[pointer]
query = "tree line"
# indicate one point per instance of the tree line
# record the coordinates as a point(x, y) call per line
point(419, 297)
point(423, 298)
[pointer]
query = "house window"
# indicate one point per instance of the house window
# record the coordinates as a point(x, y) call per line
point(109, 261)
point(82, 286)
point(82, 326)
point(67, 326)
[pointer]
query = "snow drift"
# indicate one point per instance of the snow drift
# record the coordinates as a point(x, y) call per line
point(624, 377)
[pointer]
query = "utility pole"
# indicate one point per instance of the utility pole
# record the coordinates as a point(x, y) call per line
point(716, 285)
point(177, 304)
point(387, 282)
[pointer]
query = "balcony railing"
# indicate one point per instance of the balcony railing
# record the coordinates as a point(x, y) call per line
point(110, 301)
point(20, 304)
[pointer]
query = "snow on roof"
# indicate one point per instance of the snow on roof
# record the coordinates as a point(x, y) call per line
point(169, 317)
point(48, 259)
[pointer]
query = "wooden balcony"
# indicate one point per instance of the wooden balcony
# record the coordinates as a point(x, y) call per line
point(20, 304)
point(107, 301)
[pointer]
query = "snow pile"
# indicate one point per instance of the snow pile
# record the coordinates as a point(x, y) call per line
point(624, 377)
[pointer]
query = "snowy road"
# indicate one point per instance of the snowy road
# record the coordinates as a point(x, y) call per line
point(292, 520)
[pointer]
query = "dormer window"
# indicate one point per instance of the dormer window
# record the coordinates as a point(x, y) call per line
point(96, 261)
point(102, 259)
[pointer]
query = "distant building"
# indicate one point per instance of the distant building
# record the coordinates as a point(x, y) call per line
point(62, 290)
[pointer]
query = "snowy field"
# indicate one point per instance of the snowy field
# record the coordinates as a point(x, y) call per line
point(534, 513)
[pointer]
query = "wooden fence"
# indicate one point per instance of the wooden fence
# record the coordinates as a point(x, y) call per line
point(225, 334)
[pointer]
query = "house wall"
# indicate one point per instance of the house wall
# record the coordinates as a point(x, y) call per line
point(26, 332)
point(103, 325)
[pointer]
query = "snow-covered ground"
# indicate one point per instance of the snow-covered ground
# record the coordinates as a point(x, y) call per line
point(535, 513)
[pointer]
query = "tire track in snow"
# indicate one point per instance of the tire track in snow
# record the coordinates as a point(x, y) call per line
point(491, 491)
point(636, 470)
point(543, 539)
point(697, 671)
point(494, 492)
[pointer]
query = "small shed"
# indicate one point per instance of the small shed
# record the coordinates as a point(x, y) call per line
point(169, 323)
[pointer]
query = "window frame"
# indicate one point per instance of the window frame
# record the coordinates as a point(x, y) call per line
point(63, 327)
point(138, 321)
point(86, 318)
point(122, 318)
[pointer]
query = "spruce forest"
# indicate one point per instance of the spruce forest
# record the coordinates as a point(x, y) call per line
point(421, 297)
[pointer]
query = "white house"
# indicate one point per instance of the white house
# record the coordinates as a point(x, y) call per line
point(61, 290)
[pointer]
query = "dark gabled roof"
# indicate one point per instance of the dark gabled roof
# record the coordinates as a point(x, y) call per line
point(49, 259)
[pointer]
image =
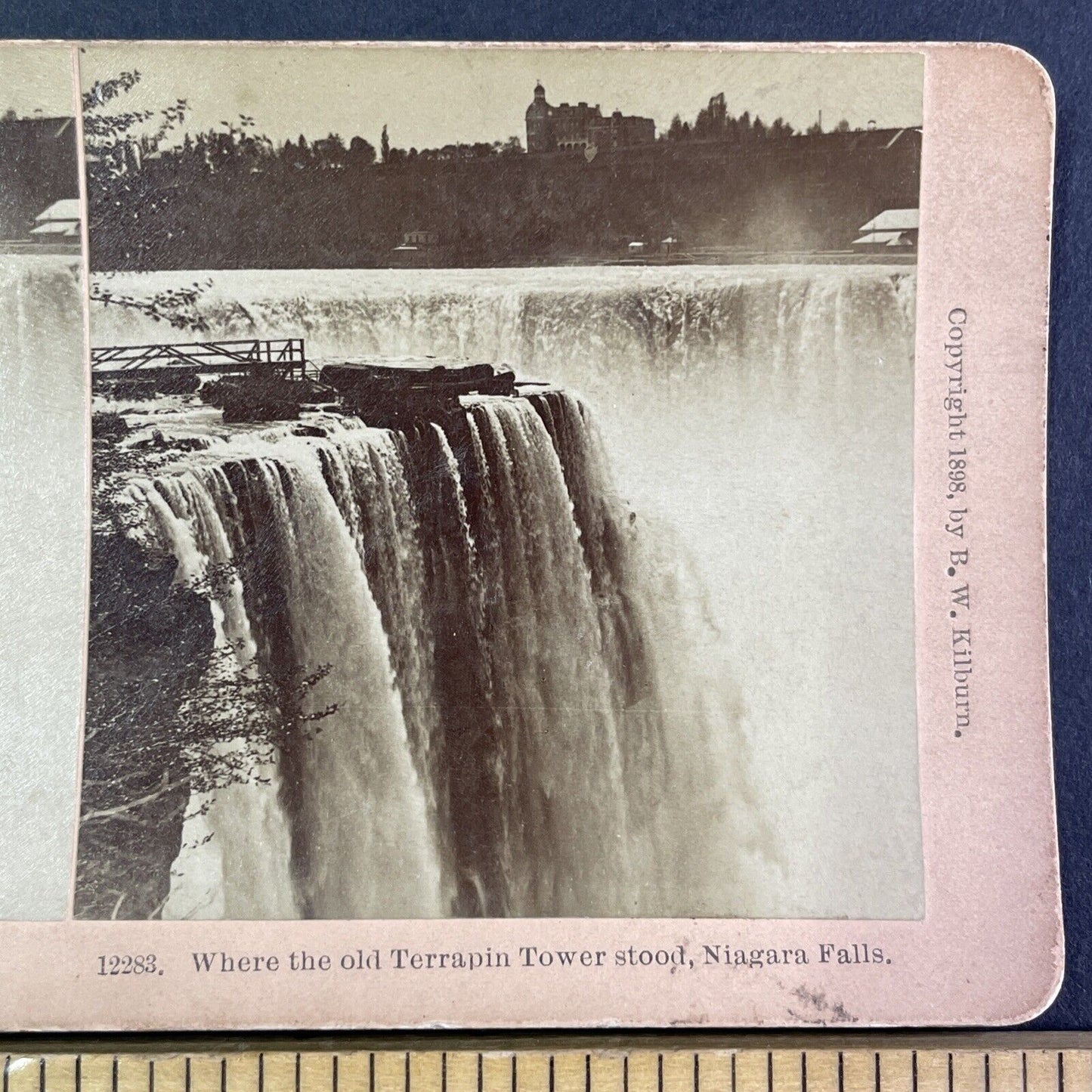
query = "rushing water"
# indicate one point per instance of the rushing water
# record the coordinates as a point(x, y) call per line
point(691, 692)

◇ ◇ ◇ ◇

| Do this |
Could you render all of the records above as a Markdown table with the columns Row and Record line, one numbered row per line, blank lines omitted? Leave the pictures out.

| Task result |
| Row | Record line |
|---|---|
| 1 | [pointer] |
| 2 | query = "tree line" |
| 3 | # indicate one point per instance of the tree line |
| 4 | # record the coordinates as a point(x, y) call per line |
| 5 | point(419, 297) |
| 6 | point(423, 298) |
| 7 | [pointer] |
| 8 | query = "house window" |
| 9 | # indicate one point per instance of the house window |
| 10 | # record the coordinates as a point(x, y) call per line |
| 11 | point(109, 261) |
| 12 | point(82, 286) |
| 13 | point(82, 326) |
| 14 | point(67, 326) |
| 15 | [pointer] |
| 16 | query = "snow drift" |
| 17 | # indicate one point per instance of the snow drift |
| 18 | # record the coordinates as a point(x, y) call per line |
| 19 | point(624, 377) |
| 20 | [pointer] |
| 21 | query = "utility pole" |
| 22 | # indicate one point per instance of the utility pole |
| 23 | # record the coordinates as a point(x, y) call per line |
| 24 | point(716, 285) |
| 25 | point(177, 304) |
| 26 | point(387, 282) |
| 27 | [pointer] |
| 28 | query = "balcony railing" |
| 29 | # indicate one point per instance of the balcony railing |
| 30 | # record the coordinates as a point(x, y) call per line |
| 31 | point(110, 301) |
| 32 | point(20, 304) |
| 33 | [pointer] |
| 34 | query = "snow on roof" |
| 35 | # indicate one point per instance of the snow on roof |
| 36 | # record the coordinates as a point(x, y) call per line |
| 37 | point(169, 317) |
| 38 | point(48, 259) |
| 39 | [pointer] |
| 40 | query = "wooden balcony" |
| 41 | # indicate one point per instance of the wooden balcony |
| 42 | # record the coordinates as a point(x, y) call per line |
| 43 | point(20, 304) |
| 44 | point(107, 301) |
| 45 | [pointer] |
| 46 | query = "snow pile" |
| 47 | # indicate one point per instance of the snow pile |
| 48 | # record the coordinates as a point(x, y) call per line |
| 49 | point(624, 377) |
| 50 | [pointer] |
| 51 | query = "snowy road" |
| 52 | # indicate one point per instance of the snowy road |
| 53 | # record the coordinates as a point(x, y) call per line |
| 54 | point(292, 520) |
| 55 | [pointer] |
| 56 | query = "dormer window" |
| 57 | # indicate one point per instance of the dormer window |
| 58 | # record the coordinates as a point(x, y) call per line |
| 59 | point(96, 261) |
| 60 | point(102, 259) |
| 61 | [pointer] |
| 62 | query = "distant building" |
| 63 | # indicate one point per instance of the distant building |
| 64 | # record the coordinates as a point(x, y) call per line |
| 65 | point(62, 290) |
| 66 | [pointer] |
| 67 | query = "snowy field" |
| 68 | # indicate one point per instance of the snowy field |
| 69 | # record the coordinates as a point(x, y) call per line |
| 70 | point(534, 513) |
| 71 | [pointer] |
| 72 | query = "wooden fence" |
| 73 | # indicate one point per instance of the wooden fence |
| 74 | # record the coordinates as a point(x, y) call per line |
| 75 | point(225, 334) |
| 76 | [pointer] |
| 77 | query = "house wall" |
| 78 | # indicate one point per instance of the house wall |
| 79 | # record the coordinates as a point(x, y) call per line |
| 80 | point(26, 332) |
| 81 | point(103, 325) |
| 82 | [pointer] |
| 83 | query = "snow-covered ground" |
| 84 | # indicate one point per instance of the snow-covered ground |
| 85 | # record the coordinates as a point(x, y) call per line |
| 86 | point(535, 513) |
| 87 | [pointer] |
| 88 | query = "tire track in snow" |
| 89 | # indicate one point per instance of the tire track in snow |
| 90 | # record the coordinates as a point(x, y) call per line |
| 91 | point(491, 491) |
| 92 | point(636, 470) |
| 93 | point(543, 539) |
| 94 | point(697, 671) |
| 95 | point(494, 492) |
| 96 | [pointer] |
| 97 | query = "small shed" |
| 98 | # indicate one point per instance of the small shed |
| 99 | # record the coordinates as a point(x, y) call per line |
| 100 | point(169, 323) |
| 101 | [pointer] |
| 102 | query = "window frame" |
| 103 | # indicate one point per instance of the window frame |
| 104 | # record the coordinates as a point(x, y) call per line |
| 105 | point(63, 327) |
| 106 | point(138, 321) |
| 107 | point(86, 318) |
| 108 | point(122, 318) |
| 109 | [pointer] |
| 110 | query = "spruce forest" |
| 111 | # indicate one point per instance of the spruce forest |
| 112 | # record the coordinates as a point(x, y) call per line |
| 113 | point(421, 297) |
| 114 | [pointer] |
| 115 | query = "white house" |
| 116 | # indicate one point per instance of the white house |
| 117 | # record the coordinates as a point(x, y) call per line |
| 118 | point(61, 290) |
| 119 | [pointer] |
| 120 | query = "dark gabled roof" |
| 121 | # indicate one point per instance of the dark gabled roof |
| 122 | # record the coordinates as a point(x, y) call per line |
| 123 | point(49, 259) |
| 124 | [pointer] |
| 125 | image = |
| 126 | query = "rushing water" |
| 127 | # indicate one point per instance of the rushing water |
| 128 | # record the coordinates as a point(x, y) call per line |
| 129 | point(691, 692) |